* [Kaynak Metin]

════════════════════

“Bana yolumu gösteren motivasyondur ”

Kurduğu Hooop the Bag’in tüm tasarım ve üretim sürecini kendisi yürüten Gizem Yücelen, moda tasarımcısı olmaya çocukluğunda karar verdiğini, önünde başka kapılar açılmasına rağmen bu hayalinin peşinden gittiğini söylüyor.

YAYINLAMA
GÜNCELLEME

EMRE ALKİN

Bu hafta modayı sanat ile birleştiren, bilgi birikimini profesyonel perspektifinden iş hayatına aktaran, Hooop the Bag’in kurucusu Gizem Yücelen ile sohbet ettik. Rengârenk dağlar, pırıl pırıl akan şelaleler hayal ediyor Gizem Hanım. “Çocukluğumda kafama koymuştum moda tasarımcısı olmayı. Yaşadıklarım başka kapılar açsa da geldiğim noktanın yol göstericisi hep o motivasyonum oldu” dedi bana. Kendi işini kurmak isteyenlere şunu diyor: “Kapalı kapılar ardında tasarladıklarınızı, kurduğunuz ilişkiler satar.” Paylaşmasak olmazdı.

════════════════════

* [Yapılacak Çalışmalar]
1. Söyleşi metninde geçen farklı kişi ve marka adlarının tamamını yazın.
2. Kayıtlarda "TARGET: elephant's ear" ifadesini içeren satırdan kayıtların sonuna kadar olan satırları JSON dize listesi olarak düzenleyin. Her satır bir dize olsun, boş satırlar alınmasın.

* [İşaretleme ve etiketleme kayıtları]
════════════════════

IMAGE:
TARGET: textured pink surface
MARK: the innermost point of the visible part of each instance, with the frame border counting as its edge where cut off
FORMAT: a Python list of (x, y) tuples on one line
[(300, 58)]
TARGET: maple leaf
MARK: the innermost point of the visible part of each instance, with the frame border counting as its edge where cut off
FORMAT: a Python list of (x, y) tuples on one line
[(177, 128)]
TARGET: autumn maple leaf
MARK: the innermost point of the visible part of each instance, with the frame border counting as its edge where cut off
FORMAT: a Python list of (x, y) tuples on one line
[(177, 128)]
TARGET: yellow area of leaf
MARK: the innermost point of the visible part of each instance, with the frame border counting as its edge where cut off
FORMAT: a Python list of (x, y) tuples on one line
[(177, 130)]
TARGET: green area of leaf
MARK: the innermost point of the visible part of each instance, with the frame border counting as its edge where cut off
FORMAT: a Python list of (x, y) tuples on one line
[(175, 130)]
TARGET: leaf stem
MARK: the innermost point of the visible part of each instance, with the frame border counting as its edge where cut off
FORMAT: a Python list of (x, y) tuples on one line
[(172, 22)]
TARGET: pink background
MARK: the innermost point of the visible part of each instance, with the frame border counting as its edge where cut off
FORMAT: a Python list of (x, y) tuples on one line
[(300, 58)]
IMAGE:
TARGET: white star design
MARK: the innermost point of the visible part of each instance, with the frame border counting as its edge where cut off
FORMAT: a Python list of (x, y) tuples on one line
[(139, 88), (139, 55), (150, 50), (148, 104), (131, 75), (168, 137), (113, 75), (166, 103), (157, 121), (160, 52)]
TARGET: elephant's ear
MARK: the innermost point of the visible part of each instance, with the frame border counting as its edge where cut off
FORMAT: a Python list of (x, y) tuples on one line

════════════════════

* [Cevaplar]
1. Gizem Yücelen, Hooop the Bag, EMRE ALKİN

2.
[
  "TARGET: elephant's ear",
  "MARK: the innermost point of the visible part of each instance, with the frame border counting as its edge where cut off",
  "FORMAT: a Python list of (x, y) tuples on one line"
]